▸ Exercise instructions
Can you transcribe the part of the passage on episodic memory and lifestyle factors from "Participants were asked" up to and including "available in Supplementary Material."?

▸ Text passage

Outcome: episodic memory

Our outcome variable was an episodic memory score derived from the Spanish and English Neuropsychological Assessment Scales (SENAS), which was administered verbally in either English or Spanish (by participant preference) during the first wave of both studies. This psychometric approach consists of a set of item response theory (IRT)-based tests to evaluate cognition in multiethnoracial and multilingual cohorts. The tests for episodic memory include a 15-item word-list learning test with five learning trials and a short-delay, free recall trial after distraction. The trials are ordinal items modeled with a graded-response IRT model; these are used to generate a composite score of all trials. A more comprehensive description of the methodology can be read in Mungas et al. (2004). This method is validated as an unbiased scale in a diverse, multilingual cohort like KHANDLE (Mungas et al., 2004).

The triad of modifiable lifestyle categories: LTAs, physical metrics, and socialization

Participants underwent physical assessments and completed demographic, socioeconomic, educational, familial, and other lifestyle data surveys. We extracted responses to lifestyle survey questions representative of each category—LTAs, physical metrics, and socialization—hereafter referred to as the triad of modifiable lifestyle factor categories. The survey questions fall under our definition of modifiable lifestyle factors from the Introduction section and represent many modifiable lifestyle factors commonly studied in the literature, though meditation and diet were unavailable in the data set (Livingston et al., 2024; Song et al., 2022). A complete list of all features and cognitive measures by triad component is listed in Supplementary Material.

Participants were asked about nine common LTAs (playing games, complex cooking, writing, etc.) and rated their frequency of participation. Physical metric questions involved various modes of assessment. Continuous pulmonary function and grip strength measures were tested. Sleep hours, general health, smoking history, and light and vigorous exercise frequency were self-reported. They also reported if they ever drink alcohol. The socialization questions used various self-report measures, including perceived social standing, estimated the number of close relationships (with friends, family, and children), reported volunteer work, and described marital status. Refer to Supplementary Material for a comprehensive list of all items comprising LTAs, physical metrics, and socialization scores; precise definitions of the self-reported features are available in Supplementary Material.

▸ Provided information
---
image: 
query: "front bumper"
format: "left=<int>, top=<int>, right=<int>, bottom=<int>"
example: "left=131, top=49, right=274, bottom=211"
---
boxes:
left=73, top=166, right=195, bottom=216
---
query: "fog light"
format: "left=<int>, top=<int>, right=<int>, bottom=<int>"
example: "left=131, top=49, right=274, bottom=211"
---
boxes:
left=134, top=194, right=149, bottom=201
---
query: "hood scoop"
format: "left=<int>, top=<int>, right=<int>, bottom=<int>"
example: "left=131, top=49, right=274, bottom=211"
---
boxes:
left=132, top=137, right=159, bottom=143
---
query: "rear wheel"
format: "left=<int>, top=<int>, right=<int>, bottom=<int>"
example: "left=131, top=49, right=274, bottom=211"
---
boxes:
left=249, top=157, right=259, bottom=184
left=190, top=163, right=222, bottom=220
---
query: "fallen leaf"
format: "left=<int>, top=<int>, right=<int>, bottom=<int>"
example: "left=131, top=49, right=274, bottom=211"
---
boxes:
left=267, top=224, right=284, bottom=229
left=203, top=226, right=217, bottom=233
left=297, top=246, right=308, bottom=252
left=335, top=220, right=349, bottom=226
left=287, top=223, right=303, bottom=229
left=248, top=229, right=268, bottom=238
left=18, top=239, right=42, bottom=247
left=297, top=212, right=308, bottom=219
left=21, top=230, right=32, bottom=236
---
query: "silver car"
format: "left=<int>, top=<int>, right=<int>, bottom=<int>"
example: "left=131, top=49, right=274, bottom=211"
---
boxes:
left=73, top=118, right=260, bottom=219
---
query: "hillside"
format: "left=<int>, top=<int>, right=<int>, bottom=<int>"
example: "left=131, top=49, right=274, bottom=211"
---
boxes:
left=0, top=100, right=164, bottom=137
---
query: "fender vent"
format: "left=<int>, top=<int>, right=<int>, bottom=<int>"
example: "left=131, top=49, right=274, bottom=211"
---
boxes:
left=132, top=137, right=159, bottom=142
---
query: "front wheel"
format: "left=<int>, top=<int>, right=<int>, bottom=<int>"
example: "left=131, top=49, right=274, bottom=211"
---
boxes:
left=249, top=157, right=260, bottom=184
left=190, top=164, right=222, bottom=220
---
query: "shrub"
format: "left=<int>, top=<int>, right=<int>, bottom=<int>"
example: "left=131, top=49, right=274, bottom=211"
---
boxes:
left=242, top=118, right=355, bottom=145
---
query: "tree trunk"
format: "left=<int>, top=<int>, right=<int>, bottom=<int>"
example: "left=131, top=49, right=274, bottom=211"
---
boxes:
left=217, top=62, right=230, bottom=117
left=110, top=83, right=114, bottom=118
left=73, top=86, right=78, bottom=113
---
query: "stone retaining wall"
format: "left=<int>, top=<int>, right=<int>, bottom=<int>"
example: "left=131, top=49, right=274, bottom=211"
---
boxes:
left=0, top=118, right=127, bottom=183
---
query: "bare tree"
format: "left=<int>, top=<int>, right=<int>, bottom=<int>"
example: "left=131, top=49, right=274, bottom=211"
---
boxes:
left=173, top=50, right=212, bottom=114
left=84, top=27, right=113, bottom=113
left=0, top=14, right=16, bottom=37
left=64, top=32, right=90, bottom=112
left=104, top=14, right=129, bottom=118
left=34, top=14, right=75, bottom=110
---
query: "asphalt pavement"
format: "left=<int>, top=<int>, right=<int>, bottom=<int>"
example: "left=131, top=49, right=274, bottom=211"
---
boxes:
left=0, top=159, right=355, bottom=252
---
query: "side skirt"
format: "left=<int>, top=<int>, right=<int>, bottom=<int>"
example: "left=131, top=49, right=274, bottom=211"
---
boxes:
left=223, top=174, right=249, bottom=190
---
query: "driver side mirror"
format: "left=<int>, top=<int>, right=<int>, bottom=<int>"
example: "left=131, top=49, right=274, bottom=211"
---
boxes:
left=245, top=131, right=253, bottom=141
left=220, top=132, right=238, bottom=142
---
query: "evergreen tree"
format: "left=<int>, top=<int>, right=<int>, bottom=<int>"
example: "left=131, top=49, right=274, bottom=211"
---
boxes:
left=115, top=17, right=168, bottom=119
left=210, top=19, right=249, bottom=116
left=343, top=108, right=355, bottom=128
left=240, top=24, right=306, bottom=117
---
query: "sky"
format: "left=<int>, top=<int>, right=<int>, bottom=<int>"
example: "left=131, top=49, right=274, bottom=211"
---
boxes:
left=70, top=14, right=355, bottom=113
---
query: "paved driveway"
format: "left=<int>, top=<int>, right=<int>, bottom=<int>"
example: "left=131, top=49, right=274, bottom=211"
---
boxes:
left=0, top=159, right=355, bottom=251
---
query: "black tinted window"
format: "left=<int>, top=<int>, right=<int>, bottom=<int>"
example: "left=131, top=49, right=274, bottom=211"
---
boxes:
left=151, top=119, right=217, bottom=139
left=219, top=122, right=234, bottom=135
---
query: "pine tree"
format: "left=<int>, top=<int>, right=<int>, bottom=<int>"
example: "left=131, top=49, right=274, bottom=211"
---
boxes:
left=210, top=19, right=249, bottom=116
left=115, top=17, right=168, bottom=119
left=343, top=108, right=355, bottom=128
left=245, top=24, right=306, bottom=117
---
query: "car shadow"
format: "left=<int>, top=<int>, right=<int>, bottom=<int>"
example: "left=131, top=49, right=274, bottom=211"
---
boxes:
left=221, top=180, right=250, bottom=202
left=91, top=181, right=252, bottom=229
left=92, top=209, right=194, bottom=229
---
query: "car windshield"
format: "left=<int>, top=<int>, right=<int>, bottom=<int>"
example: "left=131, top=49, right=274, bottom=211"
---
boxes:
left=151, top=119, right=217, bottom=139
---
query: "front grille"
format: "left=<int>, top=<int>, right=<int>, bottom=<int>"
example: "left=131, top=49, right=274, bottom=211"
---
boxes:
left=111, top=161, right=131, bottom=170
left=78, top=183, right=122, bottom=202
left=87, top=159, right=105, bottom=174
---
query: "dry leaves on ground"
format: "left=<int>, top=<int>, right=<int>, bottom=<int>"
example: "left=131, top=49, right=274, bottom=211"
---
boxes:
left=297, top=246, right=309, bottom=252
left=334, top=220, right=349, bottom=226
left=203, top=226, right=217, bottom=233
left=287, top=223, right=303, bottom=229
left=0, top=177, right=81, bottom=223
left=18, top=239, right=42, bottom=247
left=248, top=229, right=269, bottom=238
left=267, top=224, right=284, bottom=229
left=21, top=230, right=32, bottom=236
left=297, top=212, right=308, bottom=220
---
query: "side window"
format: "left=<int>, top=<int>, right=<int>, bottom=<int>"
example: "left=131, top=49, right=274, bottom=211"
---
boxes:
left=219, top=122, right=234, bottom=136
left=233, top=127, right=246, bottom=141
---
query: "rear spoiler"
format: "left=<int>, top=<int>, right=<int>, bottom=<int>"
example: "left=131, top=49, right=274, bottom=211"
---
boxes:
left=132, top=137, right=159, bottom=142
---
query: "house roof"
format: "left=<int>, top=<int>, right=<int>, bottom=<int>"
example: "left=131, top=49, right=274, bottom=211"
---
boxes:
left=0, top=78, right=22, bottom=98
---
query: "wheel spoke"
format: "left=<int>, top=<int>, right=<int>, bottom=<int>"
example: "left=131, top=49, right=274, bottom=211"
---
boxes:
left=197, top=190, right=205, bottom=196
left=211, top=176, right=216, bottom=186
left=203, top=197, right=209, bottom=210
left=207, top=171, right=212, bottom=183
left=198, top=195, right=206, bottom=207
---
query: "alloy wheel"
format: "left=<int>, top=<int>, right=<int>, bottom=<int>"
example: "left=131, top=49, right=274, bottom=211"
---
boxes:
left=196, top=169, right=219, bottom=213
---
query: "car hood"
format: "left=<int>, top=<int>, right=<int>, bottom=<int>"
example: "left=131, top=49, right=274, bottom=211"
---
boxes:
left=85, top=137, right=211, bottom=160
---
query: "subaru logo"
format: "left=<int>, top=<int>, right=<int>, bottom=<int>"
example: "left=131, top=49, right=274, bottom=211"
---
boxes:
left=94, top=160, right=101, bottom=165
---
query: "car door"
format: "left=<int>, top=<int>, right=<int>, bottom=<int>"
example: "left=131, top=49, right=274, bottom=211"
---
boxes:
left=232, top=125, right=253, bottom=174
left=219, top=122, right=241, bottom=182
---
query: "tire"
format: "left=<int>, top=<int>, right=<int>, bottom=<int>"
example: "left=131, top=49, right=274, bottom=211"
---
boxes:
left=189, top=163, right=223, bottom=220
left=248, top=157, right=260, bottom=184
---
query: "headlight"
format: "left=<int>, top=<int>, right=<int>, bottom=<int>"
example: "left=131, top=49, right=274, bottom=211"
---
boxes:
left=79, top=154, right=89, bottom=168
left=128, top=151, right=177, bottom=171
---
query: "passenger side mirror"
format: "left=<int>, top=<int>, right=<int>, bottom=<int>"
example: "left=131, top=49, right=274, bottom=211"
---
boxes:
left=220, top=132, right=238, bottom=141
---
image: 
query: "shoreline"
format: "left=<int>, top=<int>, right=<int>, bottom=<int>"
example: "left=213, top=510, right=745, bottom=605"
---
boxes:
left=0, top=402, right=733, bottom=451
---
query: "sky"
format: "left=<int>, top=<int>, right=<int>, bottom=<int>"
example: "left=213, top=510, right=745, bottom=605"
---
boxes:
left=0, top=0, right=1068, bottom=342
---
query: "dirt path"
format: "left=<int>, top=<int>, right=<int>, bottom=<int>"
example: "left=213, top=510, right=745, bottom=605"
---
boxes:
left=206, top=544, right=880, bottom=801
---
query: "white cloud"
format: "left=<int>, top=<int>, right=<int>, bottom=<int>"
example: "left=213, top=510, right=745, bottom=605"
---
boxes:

▸ Exercise answer
Participants were asked about nine common LTAs (playing games, complex cooking, writing, etc.) and rated their frequency of participation. Physical metric questions involved various modes of assessment. Continuous pulmonary function and grip strength measures were tested. Sleep hours, general health, smoking history, and light and vigorous exercise frequency were self-reported. They also reported if they ever drink alcohol. The socialization questions used various self-report measures, including perceived social standing, estimated the number of close relationships (with friends, family, and children), reported volunteer work, and described marital status. Refer to Supplementary Material for a comprehensive list of all items comprising LTAs, physical metrics, and socialization scores; precise definitions of the self-reported features are available in Supplementary Material.